§ Entries taken from a collection:
• • • • •

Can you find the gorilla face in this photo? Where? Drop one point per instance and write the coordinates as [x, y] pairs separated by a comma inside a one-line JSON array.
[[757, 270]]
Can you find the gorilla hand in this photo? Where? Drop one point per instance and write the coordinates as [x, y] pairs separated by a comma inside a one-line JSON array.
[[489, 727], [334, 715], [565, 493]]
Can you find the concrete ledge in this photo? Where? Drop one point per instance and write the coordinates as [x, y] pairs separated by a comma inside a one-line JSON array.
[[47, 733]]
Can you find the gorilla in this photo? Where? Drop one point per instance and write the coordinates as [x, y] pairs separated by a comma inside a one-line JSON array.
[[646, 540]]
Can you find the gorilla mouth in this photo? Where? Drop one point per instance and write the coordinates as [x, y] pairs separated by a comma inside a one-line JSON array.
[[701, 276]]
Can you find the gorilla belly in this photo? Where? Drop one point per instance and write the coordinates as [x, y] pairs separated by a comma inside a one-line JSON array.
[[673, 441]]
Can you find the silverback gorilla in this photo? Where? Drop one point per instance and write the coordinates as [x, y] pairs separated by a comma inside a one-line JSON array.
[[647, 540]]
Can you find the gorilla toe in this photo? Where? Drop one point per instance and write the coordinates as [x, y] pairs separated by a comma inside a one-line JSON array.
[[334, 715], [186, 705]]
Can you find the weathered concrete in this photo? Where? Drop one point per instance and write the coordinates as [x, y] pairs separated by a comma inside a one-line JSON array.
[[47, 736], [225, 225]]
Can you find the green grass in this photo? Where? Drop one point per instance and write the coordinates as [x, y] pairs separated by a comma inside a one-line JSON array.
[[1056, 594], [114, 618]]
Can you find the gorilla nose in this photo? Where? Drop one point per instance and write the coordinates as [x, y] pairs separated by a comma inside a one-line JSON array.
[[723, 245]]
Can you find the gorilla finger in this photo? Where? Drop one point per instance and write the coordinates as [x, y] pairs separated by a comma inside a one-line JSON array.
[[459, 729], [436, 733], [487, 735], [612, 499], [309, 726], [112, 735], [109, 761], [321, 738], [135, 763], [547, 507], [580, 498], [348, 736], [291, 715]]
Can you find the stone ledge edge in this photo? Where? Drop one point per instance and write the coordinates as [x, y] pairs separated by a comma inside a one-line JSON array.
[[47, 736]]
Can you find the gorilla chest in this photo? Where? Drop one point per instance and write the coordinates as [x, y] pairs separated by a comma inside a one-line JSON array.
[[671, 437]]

• • • • •

§ Task to complete: Your response needs to restate the lines above exactly.

§ Exercise solution:
Can you find the gorilla face in this photo? Where? Drop one point per instance and write the coordinates as [x, y] pairs separated by a comma inside a one-line JSON array.
[[757, 270]]
Can you find the gorilla hand in this photo? Where? Drop one point per instance and write the coordinates as [x, y] pairs separated by a comma inside a one-line JSON array.
[[489, 727], [334, 715], [565, 493]]
Can you find the concrete ledge in this photo? Where? Drop one point per instance and write the coordinates as [x, y] pairs separated by a comma inside a one-line JSON array.
[[47, 733]]
Can you find the gorilla in this photo? Where? Drop one point per instance and write the coordinates as [x, y] pairs separated by a comma inside a one-line JSON array.
[[646, 540]]
Can you find the gorilla mouth in this photo? Where? Drop one point per instance and write the coordinates as [x, y] pairs separated by a comma inside a one-line JSON array.
[[701, 276]]
Can you find the gorilla belly in this photo? Where? Drop one point per instance and write the coordinates as [x, y] pairs separated by a comma inside a one-line JSON array.
[[673, 441]]
Can you find the silverback gorilla in this photo? Where? Drop one point per instance and write the coordinates as [x, y] pairs separated by a comma inside a one-line JSON array.
[[647, 540]]
Can you find the gorilla toe in this photo? Where? Drop one point per instance and write the coordinates as [x, y] pairs separated by a comma inside a one-line JSON array.
[[334, 715], [186, 705]]
Can you find the weathered concrete in this photo? Where? Drop one point per instance and write the coordinates as [x, y] pairs separated by a comma inside a one-line JSON array.
[[47, 736], [225, 225]]
Can you find the green grass in this photo? Where? Drop one point per instance and write the coordinates as [x, y] pairs separated by a comma inside a one-line JSON array.
[[1056, 594], [114, 618]]
Can you find the gorilla nose in this photo? Where? Drop one point per instance and write the coordinates as [x, y] pairs separated by a comma inside a one-line JSON array.
[[723, 245]]
Can you find the gorilla finger in this photo? Where? Drop one point per instance and write the coordinates as [x, y] pairs separated by a comma inside a one-line JSON array.
[[459, 729], [436, 733], [487, 735], [612, 499], [309, 726], [112, 735], [109, 761], [321, 738], [135, 763], [547, 507], [580, 498], [348, 736], [291, 715]]
Can you find the stone ledge edge in this photo? Where? Drop one point per instance and write the coordinates as [x, y] pairs separated by a comma inside a one-line JSON array.
[[47, 736]]
Can you find the gorilla chest in this photo? Where? Drop one point per instance and write the coordinates as [x, y] pairs separated by a comma inside a one-line JSON array.
[[671, 437]]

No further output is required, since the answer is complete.